> _Source excerpt_:
I could be totally wrong, but have you had to optimize a tight loop in C/C++?
It sucks and a lot of stuff is missing : simd, likely/unlikely branches, the
compiler has a lot of trouble knowing when lines of code are independent and
can be done in parallel (b/c const =/= immutable), in-lining can't be forced
when you _know_ it gives better performance (if you use GCC extensions you can
alleviate a lot of this..but that's tying you to a compiler). Yeah C++ is
generally faster than Go, but there is a lot of performance typically left on
the table. The language kinda start to work against you when you start to dig
down. So you slap some shit together and the compiler will do a decent job,
but most C++ devs aren't even looking at the compiler output

But the elephant in the room is that more and more of our available flops are
on the GPU and C++ isn't helping you there at all. Not only that, but the GPU
is giving you way more operations per Watt (and that's what a lot of those
people care about). And finally, when you throw stuff onto the GPU you are
also leaving the CPU available to do other things. So there are a lot of
"wins" there. As you illustrate, the areas of C++'s relevance is shrinking,
and shrinking into the area that is very GPU friendly.

> _Entries provided_:
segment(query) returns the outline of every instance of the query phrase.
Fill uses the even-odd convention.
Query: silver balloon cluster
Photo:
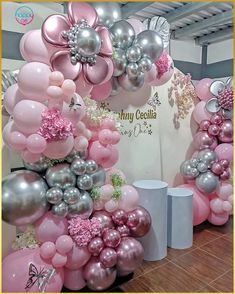
[[[152,30],[135,36],[134,28],[125,20],[117,21],[109,31],[114,47],[113,76],[126,91],[135,91],[143,86],[145,72],[161,56],[163,40]]]
[[[189,180],[196,179],[197,188],[206,194],[213,193],[219,185],[219,178],[211,172],[216,154],[210,149],[200,151],[197,157],[181,164],[180,172]]]
[[[50,189],[47,201],[52,213],[60,217],[79,215],[88,218],[93,211],[93,201],[87,192],[105,182],[105,172],[94,160],[75,157],[71,164],[60,163],[49,167],[45,175]]]

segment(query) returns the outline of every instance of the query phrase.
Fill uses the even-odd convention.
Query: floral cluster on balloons
[[[180,168],[188,182],[183,186],[194,191],[194,225],[205,220],[223,225],[233,212],[233,78],[225,83],[205,78],[195,90],[201,101],[192,115],[199,128],[193,157]]]

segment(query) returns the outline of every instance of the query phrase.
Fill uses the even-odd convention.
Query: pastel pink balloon
[[[42,40],[41,30],[24,34],[20,40],[20,52],[28,62],[38,61],[50,65],[50,53]]]
[[[22,93],[19,91],[18,84],[13,84],[6,90],[6,93],[4,94],[3,106],[9,114],[12,114],[14,107],[22,99]]]
[[[16,104],[13,119],[17,128],[25,134],[36,133],[42,122],[42,112],[47,107],[37,101],[22,100]]]
[[[24,249],[17,250],[7,255],[2,263],[2,291],[6,293],[37,293],[38,283],[34,283],[31,288],[25,289],[26,283],[29,280],[29,268],[33,264],[37,271],[40,269],[52,270],[53,266],[50,261],[46,261],[40,256],[40,249]],[[62,290],[64,282],[63,268],[55,269],[55,275],[48,281],[46,292],[59,293]]]
[[[83,267],[90,259],[91,254],[87,247],[78,247],[73,244],[72,250],[67,254],[66,268],[70,270],[77,270]]]
[[[64,268],[64,287],[72,291],[81,290],[86,286],[83,269],[70,270]]]
[[[229,183],[221,183],[216,190],[216,194],[220,199],[227,200],[233,194],[233,186]]]
[[[46,101],[50,73],[49,66],[44,63],[29,62],[25,64],[17,76],[20,91],[28,99]]]
[[[194,120],[200,124],[203,120],[210,120],[211,115],[205,109],[206,102],[200,101],[193,110]]]
[[[42,258],[49,259],[52,258],[56,253],[55,244],[53,242],[44,242],[40,246],[40,255]]]
[[[179,188],[187,188],[193,191],[193,225],[197,226],[204,222],[210,213],[210,202],[208,197],[204,196],[194,183],[183,184]]]
[[[73,240],[70,236],[62,235],[55,242],[56,250],[61,254],[66,254],[73,248]]]
[[[27,148],[32,153],[42,153],[47,147],[47,141],[38,134],[32,134],[27,138]]]
[[[143,23],[136,18],[128,18],[126,21],[129,22],[130,25],[132,25],[136,35],[145,30]]]
[[[41,154],[40,153],[32,153],[28,150],[24,150],[21,152],[21,157],[26,162],[35,163],[41,158]]]
[[[95,101],[103,101],[109,97],[112,92],[112,83],[107,81],[101,85],[96,85],[91,90],[91,98]]]
[[[61,235],[68,234],[68,221],[66,218],[58,218],[48,211],[34,223],[34,228],[36,239],[39,242],[55,242]]]
[[[118,208],[125,211],[136,209],[139,203],[139,194],[137,190],[130,185],[124,185],[121,187],[121,193]]]
[[[210,92],[210,85],[212,82],[212,79],[205,78],[197,83],[195,91],[200,100],[207,101],[213,96]]]
[[[24,150],[26,148],[26,137],[20,132],[12,132],[10,134],[9,143],[14,150]]]
[[[227,159],[229,162],[233,161],[233,145],[228,143],[219,144],[215,148],[215,153],[218,160]]]
[[[43,154],[51,159],[64,158],[72,151],[73,145],[73,136],[69,136],[65,140],[47,142],[47,148]]]
[[[223,213],[218,213],[218,214],[211,211],[208,216],[208,221],[215,226],[222,226],[226,224],[226,222],[228,221],[228,218],[229,218],[229,213],[226,211]]]

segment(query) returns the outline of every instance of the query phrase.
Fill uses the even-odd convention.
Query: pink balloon
[[[95,101],[103,101],[107,99],[112,92],[112,83],[107,81],[101,85],[96,85],[91,90],[91,98]]]
[[[233,161],[233,145],[228,143],[219,144],[215,148],[215,153],[218,160],[227,159],[229,162]]]
[[[72,151],[73,145],[73,136],[69,136],[65,140],[51,141],[47,143],[47,148],[43,154],[51,159],[64,158]]]
[[[136,35],[145,30],[143,23],[136,18],[128,18],[126,21],[129,22],[130,25],[132,25]]]
[[[17,76],[20,91],[31,100],[46,101],[50,73],[49,66],[44,63],[26,63]]]
[[[42,153],[47,147],[47,141],[38,134],[32,134],[27,138],[27,148],[32,153]]]
[[[70,270],[64,269],[64,287],[72,291],[81,290],[86,286],[86,282],[83,278],[83,270]]]
[[[18,102],[23,99],[22,93],[20,93],[18,84],[11,85],[4,94],[3,106],[9,114],[13,113],[14,107]]]
[[[42,258],[49,259],[52,258],[56,253],[55,244],[53,242],[44,242],[40,246],[40,255]]]
[[[10,134],[9,144],[14,150],[24,150],[26,148],[26,137],[20,132],[12,132]]]
[[[62,235],[55,242],[56,250],[61,254],[67,254],[73,248],[73,240],[70,236]]]
[[[122,196],[119,201],[119,209],[131,211],[137,208],[139,203],[139,194],[137,190],[130,186],[124,185],[121,187]]]
[[[36,133],[42,122],[42,112],[47,107],[37,101],[22,100],[16,104],[13,119],[17,128],[25,134]]]
[[[197,83],[195,91],[200,100],[207,101],[213,96],[210,92],[210,85],[212,82],[212,79],[205,78]]]
[[[210,120],[211,115],[205,109],[206,102],[200,101],[193,110],[194,120],[200,124],[203,120]]]
[[[29,268],[33,264],[37,271],[41,269],[52,270],[53,266],[48,261],[40,257],[40,250],[24,249],[15,251],[6,256],[2,263],[2,291],[10,293],[22,292],[40,292],[38,283],[32,284],[31,287],[25,289],[27,282],[30,279]],[[59,293],[62,290],[64,282],[64,270],[55,269],[55,275],[48,281],[45,292]]]
[[[34,228],[39,242],[55,242],[61,235],[68,234],[68,221],[66,218],[57,218],[48,211],[35,222]]]
[[[87,247],[78,247],[73,244],[72,250],[67,254],[66,268],[70,270],[77,270],[83,267],[90,259],[91,254]]]
[[[222,226],[226,224],[229,218],[229,213],[228,212],[223,212],[219,214],[215,214],[211,211],[211,213],[208,216],[208,221],[212,223],[215,226]]]
[[[210,213],[210,203],[208,197],[204,196],[195,184],[184,184],[179,188],[187,188],[193,191],[193,225],[197,226],[204,222]]]

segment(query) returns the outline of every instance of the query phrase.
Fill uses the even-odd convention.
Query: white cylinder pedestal
[[[144,260],[156,261],[167,255],[167,187],[157,180],[141,180],[133,183],[140,195],[140,205],[152,218],[150,231],[138,240],[144,247]]]
[[[167,214],[167,246],[190,248],[193,244],[193,192],[169,188]]]

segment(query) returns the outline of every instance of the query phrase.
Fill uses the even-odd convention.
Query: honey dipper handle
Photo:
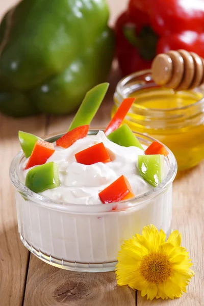
[[[204,60],[185,50],[169,51],[157,56],[151,65],[152,78],[159,85],[177,90],[204,83]]]

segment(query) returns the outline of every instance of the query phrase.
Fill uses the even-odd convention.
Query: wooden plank
[[[18,233],[9,166],[20,149],[18,131],[42,135],[44,122],[42,117],[14,119],[0,115],[0,304],[3,306],[21,304],[29,255]]]
[[[173,185],[172,228],[183,235],[182,245],[189,252],[195,275],[181,298],[147,301],[138,293],[138,306],[204,305],[204,163],[178,174]]]
[[[135,293],[117,287],[114,272],[87,273],[52,267],[31,257],[23,306],[135,306]]]

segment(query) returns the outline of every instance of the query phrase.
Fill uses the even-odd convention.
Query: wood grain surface
[[[0,2],[0,14],[15,0]],[[125,7],[124,0],[109,0],[111,23]],[[112,97],[120,79],[113,69],[111,86],[92,126],[106,126]],[[81,273],[57,269],[29,252],[18,233],[14,190],[9,177],[12,158],[19,149],[19,130],[43,136],[65,130],[72,116],[40,116],[14,119],[0,115],[0,305],[1,306],[200,306],[204,305],[204,163],[177,175],[173,184],[173,228],[183,235],[195,276],[188,293],[173,301],[146,301],[127,286],[118,287],[114,272]]]

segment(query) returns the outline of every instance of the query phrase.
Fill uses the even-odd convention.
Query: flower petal
[[[182,243],[182,234],[178,231],[173,231],[170,234],[167,242],[171,243],[174,246],[180,246]]]
[[[171,243],[165,242],[159,247],[159,251],[161,253],[166,253],[168,255],[173,250],[174,247]]]
[[[165,294],[164,288],[164,283],[158,284],[158,296],[159,297],[161,297],[162,299],[168,299],[168,295]],[[158,297],[157,298],[158,298]]]
[[[173,299],[174,297],[180,297],[183,294],[179,285],[173,283],[170,279],[164,283],[164,291],[165,294],[171,299]]]

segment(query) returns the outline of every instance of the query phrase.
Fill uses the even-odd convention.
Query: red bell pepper
[[[122,175],[98,194],[102,203],[113,203],[135,196],[127,178]]]
[[[153,141],[144,151],[146,155],[160,154],[167,156],[169,152],[165,147],[157,141]]]
[[[96,163],[107,163],[111,158],[103,142],[94,144],[75,154],[78,163],[84,165],[92,165]]]
[[[81,125],[68,132],[58,139],[56,145],[65,149],[70,147],[76,140],[86,137],[89,131],[89,125]]]
[[[104,133],[107,136],[117,129],[118,129],[135,100],[135,98],[124,99],[114,116],[105,130]]]
[[[150,68],[157,54],[185,49],[204,57],[204,1],[130,0],[115,24],[123,74]]]
[[[45,164],[55,150],[53,143],[43,140],[37,140],[26,166],[26,169],[37,165]]]

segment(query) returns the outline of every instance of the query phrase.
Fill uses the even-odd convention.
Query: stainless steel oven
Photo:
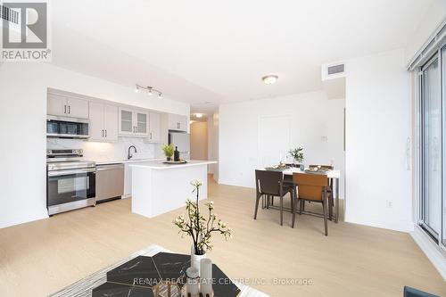
[[[88,138],[89,120],[85,119],[47,116],[46,136],[59,138]]]
[[[49,215],[95,205],[95,164],[83,161],[79,153],[82,153],[82,150],[47,152],[46,206]]]

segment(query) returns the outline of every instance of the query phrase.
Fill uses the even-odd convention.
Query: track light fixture
[[[150,96],[150,95],[153,95],[153,93],[156,93],[158,94],[158,98],[162,98],[162,92],[160,91],[160,90],[157,90],[156,88],[153,88],[153,87],[143,87],[143,86],[139,86],[138,84],[136,85],[136,87],[135,87],[135,92],[136,93],[139,93],[140,90],[143,90],[143,91],[146,91],[147,92],[147,95]]]

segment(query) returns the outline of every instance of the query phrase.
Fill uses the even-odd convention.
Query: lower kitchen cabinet
[[[128,198],[132,195],[132,169],[130,163],[126,163],[124,167],[124,194],[122,198]]]

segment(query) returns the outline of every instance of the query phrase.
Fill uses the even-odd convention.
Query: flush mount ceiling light
[[[135,87],[135,93],[139,93],[139,91],[146,91],[147,92],[147,95],[149,96],[153,95],[153,93],[156,93],[158,94],[158,98],[162,98],[162,92],[161,91],[159,91],[157,90],[156,88],[153,88],[153,87],[142,87],[142,86],[139,86],[138,84],[136,85],[136,87]]]
[[[261,78],[261,80],[267,85],[272,85],[276,81],[277,81],[278,77],[277,75],[266,75],[263,78]]]

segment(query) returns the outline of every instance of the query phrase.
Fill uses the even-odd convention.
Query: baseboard
[[[414,231],[410,232],[410,235],[446,281],[446,252],[442,251],[438,244],[417,225],[415,226]]]

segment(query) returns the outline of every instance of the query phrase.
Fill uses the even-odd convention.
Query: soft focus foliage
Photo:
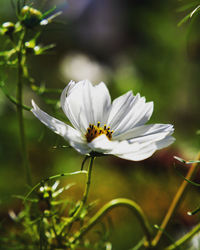
[[[16,108],[6,97],[7,93],[15,96],[17,82],[16,51],[11,50],[7,42],[17,22],[17,1],[13,2],[15,8],[10,1],[0,2],[0,23],[4,23],[0,36],[2,239],[8,230],[14,236],[21,230],[14,226],[11,219],[15,215],[23,219],[20,214],[22,202],[13,195],[25,195],[29,190],[21,164]],[[190,168],[190,165],[176,161],[173,156],[194,159],[200,148],[200,135],[197,133],[200,124],[200,9],[196,9],[192,18],[178,27],[178,23],[198,7],[199,1],[194,1],[189,8],[183,8],[189,1],[174,0],[26,2],[40,13],[34,13],[31,25],[29,14],[25,15],[26,22],[22,15],[22,21],[29,29],[25,53],[28,55],[30,78],[25,80],[25,105],[31,106],[31,99],[34,99],[40,107],[44,107],[43,110],[68,122],[59,103],[61,89],[66,83],[74,77],[76,81],[88,78],[95,83],[105,80],[113,98],[131,89],[134,94],[140,92],[146,96],[147,101],[153,100],[155,110],[150,123],[174,124],[176,142],[173,146],[141,162],[125,161],[114,156],[98,158],[92,173],[88,204],[98,199],[97,209],[117,197],[134,199],[143,208],[151,224],[159,224],[183,180],[174,166],[183,175]],[[54,5],[56,9],[52,8]],[[48,10],[51,12],[48,13]],[[47,26],[40,25],[41,21],[59,11],[62,14],[52,22],[49,20]],[[17,36],[20,25],[15,29],[14,36]],[[37,36],[38,32],[40,36]],[[29,111],[25,111],[24,116],[34,183],[47,176],[80,170],[81,155],[71,148],[62,147],[67,145],[66,141],[46,129]],[[195,181],[200,181],[199,171]],[[73,197],[74,202],[81,199],[83,178],[62,178],[59,185],[65,187],[74,182],[76,185],[62,194],[63,199]],[[199,213],[187,215],[188,211],[199,207],[199,190],[199,187],[190,185],[189,193],[170,222],[167,233],[174,238],[189,231],[199,221]],[[13,216],[8,214],[8,210],[14,211],[14,214],[10,214]],[[112,224],[114,230],[105,234],[105,242],[109,236],[113,249],[128,249],[141,239],[142,232],[136,226],[136,219],[125,208],[116,208],[109,218],[109,222],[104,219],[104,224]],[[95,229],[102,232],[104,226],[99,223]],[[157,229],[153,230],[155,233]],[[96,239],[98,233],[90,237]],[[194,249],[198,249],[198,237],[193,239]],[[164,236],[161,243],[166,245],[170,242]]]

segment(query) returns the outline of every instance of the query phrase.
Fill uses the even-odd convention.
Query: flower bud
[[[15,24],[12,22],[5,22],[1,26],[1,32],[3,35],[11,35],[15,30]]]
[[[29,28],[29,29],[36,27],[42,19],[42,13],[39,10],[29,7],[27,5],[25,5],[22,8],[21,16],[22,16],[21,23],[26,28]]]

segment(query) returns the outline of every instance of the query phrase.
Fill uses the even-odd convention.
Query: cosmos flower
[[[88,80],[71,81],[60,101],[72,126],[48,115],[34,101],[31,111],[83,155],[112,154],[139,161],[175,140],[171,124],[144,125],[152,115],[153,102],[132,91],[111,102],[103,82],[93,86]]]

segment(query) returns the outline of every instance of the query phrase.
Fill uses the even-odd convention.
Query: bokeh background
[[[43,45],[56,44],[49,53],[29,56],[31,76],[38,86],[63,89],[72,79],[104,81],[112,98],[130,89],[148,101],[154,101],[149,123],[174,124],[176,142],[141,162],[121,160],[114,156],[98,158],[93,169],[89,200],[101,207],[113,198],[135,200],[152,225],[160,224],[188,167],[173,159],[194,159],[200,148],[199,68],[200,18],[178,27],[187,12],[180,8],[187,1],[147,0],[52,0],[30,1],[41,11],[56,5],[62,15],[48,25],[41,37]],[[16,22],[11,2],[1,0],[0,23]],[[0,38],[1,50],[5,39]],[[11,94],[16,90],[15,69],[0,66],[0,77]],[[24,102],[31,99],[49,114],[66,119],[58,104],[59,94],[36,95],[25,87]],[[50,102],[54,100],[54,102]],[[77,100],[78,101],[78,100]],[[47,176],[80,170],[83,156],[73,149],[54,146],[67,143],[48,130],[33,115],[25,112],[26,135],[34,183]],[[9,221],[8,210],[20,210],[21,202],[13,194],[27,192],[21,164],[16,109],[0,92],[0,217]],[[67,122],[67,120],[66,120]],[[196,181],[199,180],[197,173]],[[81,198],[83,177],[66,177],[61,184],[76,182],[66,195]],[[189,186],[167,232],[174,238],[190,230],[199,215],[187,211],[199,203],[199,188]],[[113,229],[113,249],[128,249],[142,237],[140,226],[125,208],[109,214]],[[97,226],[98,227],[98,226]],[[156,232],[156,229],[153,229]],[[163,236],[163,244],[169,240]]]

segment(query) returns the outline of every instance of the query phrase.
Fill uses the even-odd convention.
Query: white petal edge
[[[83,139],[81,133],[72,128],[71,126],[65,124],[64,122],[48,115],[46,112],[42,111],[32,100],[33,109],[32,113],[48,128],[50,128],[54,133],[61,135],[69,144],[74,147],[79,153],[87,154],[91,150],[87,146],[87,142]]]
[[[118,144],[118,141],[110,141],[106,135],[100,135],[88,143],[92,151],[109,154]]]
[[[156,143],[150,143],[143,148],[140,148],[138,151],[132,152],[132,153],[124,153],[124,154],[115,154],[119,158],[125,159],[125,160],[131,160],[131,161],[141,161],[149,158],[153,155],[153,153],[156,150],[165,148],[172,144],[175,141],[175,138],[172,136],[167,136],[163,140],[156,142]]]

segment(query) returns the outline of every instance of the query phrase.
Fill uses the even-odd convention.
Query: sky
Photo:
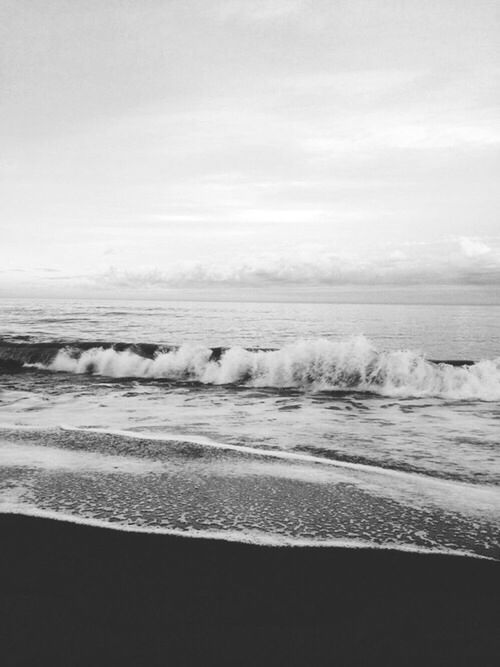
[[[0,0],[0,296],[500,302],[499,35],[497,0]]]

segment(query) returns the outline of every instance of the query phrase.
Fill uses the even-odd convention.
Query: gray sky
[[[500,285],[496,0],[0,14],[0,294]]]

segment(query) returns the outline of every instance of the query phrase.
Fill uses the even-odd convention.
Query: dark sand
[[[0,515],[0,665],[500,664],[500,564]]]

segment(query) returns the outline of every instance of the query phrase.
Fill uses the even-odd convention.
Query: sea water
[[[500,307],[0,301],[0,510],[499,557]]]

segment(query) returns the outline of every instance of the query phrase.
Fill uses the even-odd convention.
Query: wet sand
[[[0,664],[493,665],[500,565],[0,515]]]

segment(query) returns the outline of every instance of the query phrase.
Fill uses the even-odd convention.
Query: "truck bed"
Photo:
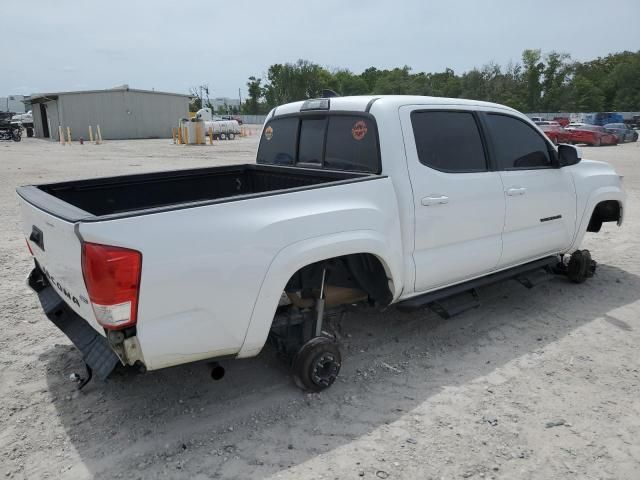
[[[89,220],[91,217],[186,208],[376,177],[378,175],[355,172],[247,164],[27,186],[18,188],[18,193],[29,203],[55,216],[66,220]]]

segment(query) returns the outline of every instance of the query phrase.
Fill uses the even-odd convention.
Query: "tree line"
[[[490,62],[456,74],[414,73],[409,66],[367,68],[360,74],[329,70],[308,60],[271,65],[264,78],[249,77],[242,113],[264,114],[283,103],[317,98],[329,88],[340,95],[429,95],[502,103],[523,112],[640,110],[640,50],[587,62],[567,53],[525,50],[519,62]]]

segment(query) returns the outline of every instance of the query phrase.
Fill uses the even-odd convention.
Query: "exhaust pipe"
[[[218,362],[211,364],[211,378],[214,380],[221,380],[224,377],[224,367]]]

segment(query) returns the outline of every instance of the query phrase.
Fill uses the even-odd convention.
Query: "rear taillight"
[[[114,330],[134,325],[142,254],[128,248],[82,244],[82,274],[98,322]]]

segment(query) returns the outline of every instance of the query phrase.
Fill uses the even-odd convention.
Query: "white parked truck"
[[[317,391],[340,370],[324,320],[343,305],[434,306],[539,268],[590,276],[582,238],[622,224],[625,194],[578,153],[493,103],[282,105],[256,164],[19,187],[29,284],[101,378],[269,339]]]
[[[213,115],[210,108],[201,108],[196,112],[195,118],[204,121],[205,132],[211,128],[216,140],[233,140],[236,135],[240,135],[240,124],[237,120],[224,120]]]

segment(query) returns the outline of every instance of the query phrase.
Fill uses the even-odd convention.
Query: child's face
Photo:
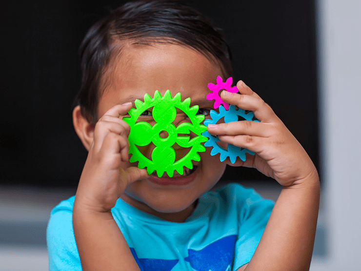
[[[222,75],[221,69],[195,50],[175,44],[154,43],[125,48],[120,59],[113,59],[109,71],[105,74],[107,77],[102,78],[106,88],[100,98],[98,117],[117,104],[132,101],[134,104],[136,99],[143,100],[146,93],[153,97],[157,90],[163,96],[169,89],[172,97],[180,92],[182,101],[190,97],[191,106],[213,109],[214,101],[206,99],[210,92],[207,85],[216,82],[217,76]],[[201,110],[200,113],[204,112]],[[195,201],[217,183],[225,168],[218,155],[210,155],[209,149],[199,153],[199,162],[192,161],[196,169],[194,172],[180,176],[175,172],[171,179],[164,174],[160,179],[166,184],[160,183],[155,173],[129,185],[122,198],[159,216],[162,216],[160,213],[167,213],[162,216],[170,220],[179,212],[191,213]],[[179,155],[182,155],[182,151],[184,150],[176,151]],[[124,166],[130,164],[124,163]]]

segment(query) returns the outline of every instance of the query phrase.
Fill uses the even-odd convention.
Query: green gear
[[[190,107],[190,98],[183,101],[180,99],[180,93],[177,93],[172,97],[169,90],[167,90],[162,97],[159,91],[156,91],[154,97],[145,94],[144,102],[136,100],[136,108],[132,108],[128,113],[130,117],[124,117],[123,120],[130,126],[130,134],[128,137],[129,153],[132,154],[130,161],[138,161],[138,167],[142,169],[147,167],[147,172],[150,174],[155,170],[159,177],[166,172],[170,177],[172,177],[174,171],[183,174],[183,167],[192,169],[193,167],[191,160],[200,161],[201,157],[198,152],[204,152],[205,148],[201,143],[208,140],[201,133],[207,128],[201,123],[204,119],[203,115],[197,115],[199,107],[195,105]],[[156,123],[152,127],[146,121],[137,120],[143,112],[153,107],[152,115]],[[190,122],[183,122],[177,127],[173,123],[176,118],[177,109],[183,111],[191,120]],[[168,136],[165,138],[160,136],[162,131],[166,131]],[[178,136],[178,134],[189,134],[190,131],[196,135],[191,139],[189,136]],[[146,146],[151,142],[156,146],[152,153],[152,160],[143,155],[137,146]],[[191,147],[191,150],[183,157],[176,161],[176,152],[172,147],[175,143],[183,148]]]

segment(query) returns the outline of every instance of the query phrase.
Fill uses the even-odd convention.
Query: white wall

> _What is asked_:
Please list each thing that the C++ performance post above says is missing or causes trouble when optimizing a tight loop in C/C++.

> _Worked answer_:
- SIMD
- Likely/unlikely branches
- The compiler's trouble knowing when lines of code are independent and can be done in parallel
- In-lining that can't be forced even when you know it gives better performance